▶ **Work instructions**
Your task is to return the line containing "Expected: one point per instance of the snow-covered" plus every line after it, exactly and with nothing added.

▶ **Source records**
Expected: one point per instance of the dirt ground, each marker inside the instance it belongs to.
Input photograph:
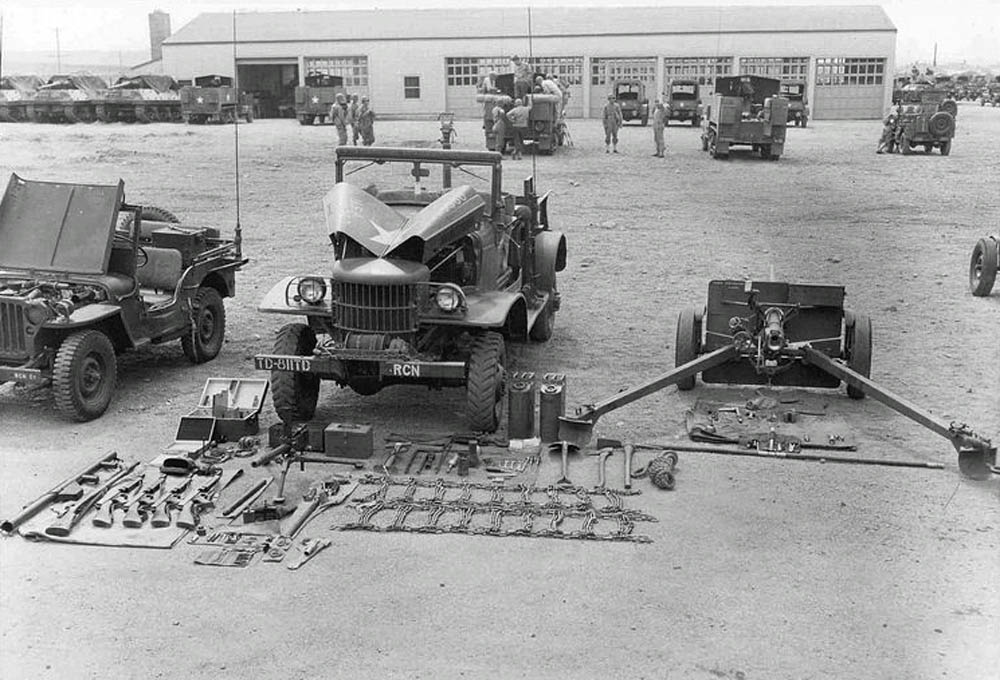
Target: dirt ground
(760, 569)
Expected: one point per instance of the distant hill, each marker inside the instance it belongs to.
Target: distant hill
(98, 62)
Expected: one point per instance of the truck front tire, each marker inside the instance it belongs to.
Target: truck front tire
(83, 375)
(294, 395)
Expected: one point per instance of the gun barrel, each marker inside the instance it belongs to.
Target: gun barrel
(9, 525)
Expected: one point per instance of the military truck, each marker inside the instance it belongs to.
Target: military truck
(427, 286)
(15, 93)
(746, 111)
(314, 99)
(926, 118)
(684, 101)
(213, 99)
(631, 97)
(798, 108)
(67, 98)
(546, 126)
(984, 265)
(140, 99)
(85, 276)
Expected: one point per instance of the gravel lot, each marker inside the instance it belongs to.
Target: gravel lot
(760, 569)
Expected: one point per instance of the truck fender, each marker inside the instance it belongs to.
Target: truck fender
(550, 257)
(280, 299)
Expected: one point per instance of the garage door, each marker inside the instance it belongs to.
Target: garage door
(860, 101)
(604, 72)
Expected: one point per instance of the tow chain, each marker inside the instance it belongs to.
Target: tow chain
(535, 520)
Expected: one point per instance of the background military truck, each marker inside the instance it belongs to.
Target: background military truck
(15, 93)
(314, 99)
(798, 106)
(631, 97)
(140, 99)
(427, 284)
(546, 126)
(67, 98)
(684, 101)
(213, 99)
(85, 276)
(747, 111)
(926, 118)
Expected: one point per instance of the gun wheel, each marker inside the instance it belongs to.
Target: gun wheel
(83, 375)
(687, 345)
(294, 395)
(486, 382)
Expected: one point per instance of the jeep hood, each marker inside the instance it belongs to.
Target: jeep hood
(378, 228)
(52, 226)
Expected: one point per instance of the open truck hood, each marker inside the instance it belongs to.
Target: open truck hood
(58, 227)
(378, 228)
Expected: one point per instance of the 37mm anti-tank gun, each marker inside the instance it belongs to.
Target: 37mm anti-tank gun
(781, 334)
(428, 282)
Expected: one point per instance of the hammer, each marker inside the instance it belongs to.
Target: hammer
(564, 448)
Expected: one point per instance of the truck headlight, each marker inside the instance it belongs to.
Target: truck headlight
(447, 299)
(312, 290)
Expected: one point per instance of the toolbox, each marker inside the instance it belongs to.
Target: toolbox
(229, 408)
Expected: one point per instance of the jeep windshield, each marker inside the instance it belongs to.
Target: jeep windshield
(682, 92)
(409, 179)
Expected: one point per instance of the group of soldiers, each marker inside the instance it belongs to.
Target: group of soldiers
(613, 120)
(358, 115)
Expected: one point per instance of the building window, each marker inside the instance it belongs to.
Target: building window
(469, 71)
(850, 71)
(782, 68)
(411, 87)
(604, 71)
(703, 69)
(354, 70)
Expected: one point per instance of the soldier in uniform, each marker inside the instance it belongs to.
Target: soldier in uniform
(612, 122)
(659, 122)
(365, 122)
(339, 116)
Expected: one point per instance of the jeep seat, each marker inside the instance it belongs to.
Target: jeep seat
(159, 276)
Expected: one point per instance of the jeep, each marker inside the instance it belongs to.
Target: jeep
(428, 282)
(85, 276)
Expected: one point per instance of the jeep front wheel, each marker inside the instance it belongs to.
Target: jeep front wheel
(294, 395)
(83, 376)
(983, 268)
(203, 339)
(486, 382)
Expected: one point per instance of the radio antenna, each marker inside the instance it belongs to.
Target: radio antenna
(238, 236)
(531, 61)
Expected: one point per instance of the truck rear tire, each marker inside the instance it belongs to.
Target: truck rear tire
(203, 340)
(83, 375)
(983, 268)
(294, 395)
(486, 382)
(859, 348)
(687, 345)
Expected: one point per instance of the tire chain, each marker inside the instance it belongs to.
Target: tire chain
(554, 511)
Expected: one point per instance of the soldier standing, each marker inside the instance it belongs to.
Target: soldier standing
(365, 122)
(339, 115)
(352, 119)
(659, 122)
(518, 117)
(612, 121)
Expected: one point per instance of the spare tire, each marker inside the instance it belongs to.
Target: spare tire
(941, 124)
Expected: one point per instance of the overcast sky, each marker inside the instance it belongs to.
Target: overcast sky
(964, 29)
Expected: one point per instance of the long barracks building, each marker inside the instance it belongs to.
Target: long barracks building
(422, 62)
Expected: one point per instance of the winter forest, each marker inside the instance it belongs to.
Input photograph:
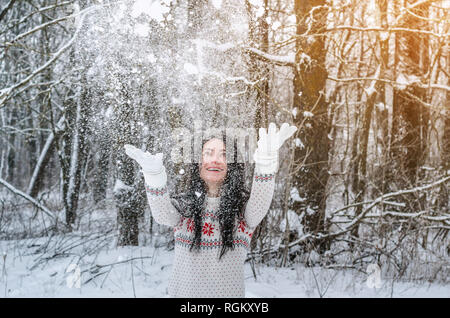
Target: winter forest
(361, 203)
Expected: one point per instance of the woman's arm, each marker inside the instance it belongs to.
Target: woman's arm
(266, 166)
(156, 185)
(260, 198)
(158, 198)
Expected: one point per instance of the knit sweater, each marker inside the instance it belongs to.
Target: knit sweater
(201, 274)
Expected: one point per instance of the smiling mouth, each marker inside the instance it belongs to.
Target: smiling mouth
(214, 169)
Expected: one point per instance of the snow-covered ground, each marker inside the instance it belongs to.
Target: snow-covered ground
(144, 272)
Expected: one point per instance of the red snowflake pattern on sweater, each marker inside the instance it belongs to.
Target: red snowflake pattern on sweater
(190, 225)
(208, 229)
(241, 226)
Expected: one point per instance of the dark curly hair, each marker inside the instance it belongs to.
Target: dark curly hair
(233, 199)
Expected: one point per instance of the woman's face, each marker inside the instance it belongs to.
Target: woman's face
(213, 166)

▶ **Answer to the task**
Expected: one point per instance of the snow-covered ground, each marker inside the instance it belongs to.
Target: snow-covered ground
(144, 272)
Expected: one point per instance of the red snowflake pattern on sweater, each marker inside the instance it belongs to.
Target: red snowflake pattern on sweater
(190, 225)
(208, 229)
(241, 226)
Expected: one point per instance of the dark curly hair, each marker inside the instance it belongs to.
Target: dark curly hair
(233, 199)
Expected: one point per instance of the woman's face, each marker inside the instance it belongs to.
Target: woman's face
(213, 166)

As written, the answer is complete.